How to complete this task
Give the records again exactly, with every character kept.

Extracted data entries

------------------------------------------------

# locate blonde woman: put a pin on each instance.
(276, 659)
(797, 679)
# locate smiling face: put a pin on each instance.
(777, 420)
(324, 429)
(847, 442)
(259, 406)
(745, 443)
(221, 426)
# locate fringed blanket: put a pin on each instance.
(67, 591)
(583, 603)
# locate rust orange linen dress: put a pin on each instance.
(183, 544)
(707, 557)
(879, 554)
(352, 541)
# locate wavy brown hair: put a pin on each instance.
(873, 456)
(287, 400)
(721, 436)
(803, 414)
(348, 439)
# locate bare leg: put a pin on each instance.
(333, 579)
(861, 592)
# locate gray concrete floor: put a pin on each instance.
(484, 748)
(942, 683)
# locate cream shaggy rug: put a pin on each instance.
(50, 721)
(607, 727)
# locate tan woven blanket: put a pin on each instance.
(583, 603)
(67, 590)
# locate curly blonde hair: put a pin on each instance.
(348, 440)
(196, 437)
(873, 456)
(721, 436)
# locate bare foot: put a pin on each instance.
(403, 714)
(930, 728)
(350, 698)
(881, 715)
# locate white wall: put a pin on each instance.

------------------------------------------------

Exercise output
# locate blonde woman: put a pin on each instance.
(276, 659)
(797, 679)
# locate smiling face: put a pin on each instance.
(777, 420)
(324, 429)
(847, 442)
(259, 406)
(745, 443)
(221, 426)
# locate fringed blanket: put a pin on each instance.
(67, 591)
(583, 603)
# locate rust orange linen dress: put a pin on each instance.
(183, 544)
(707, 557)
(879, 554)
(352, 541)
# locate wavy brown hair: put a pin on each instance.
(873, 456)
(287, 400)
(721, 436)
(803, 414)
(348, 439)
# locate bare leg: put a pin on each instance.
(333, 579)
(861, 592)
# locate gray concrete floor: put a pin on each instance.
(484, 748)
(942, 683)
# locate cream shaggy rug: put a pin on each instance.
(50, 721)
(607, 727)
# locate tan woven blanket: put a pin on each instance.
(583, 603)
(67, 590)
# locate curly blonde hair: put a pin on each instance.
(348, 440)
(196, 437)
(873, 456)
(721, 436)
# locate bare foot: put a pin on each instance.
(403, 714)
(930, 728)
(350, 698)
(881, 715)
# locate white wall: put a pin on each instance.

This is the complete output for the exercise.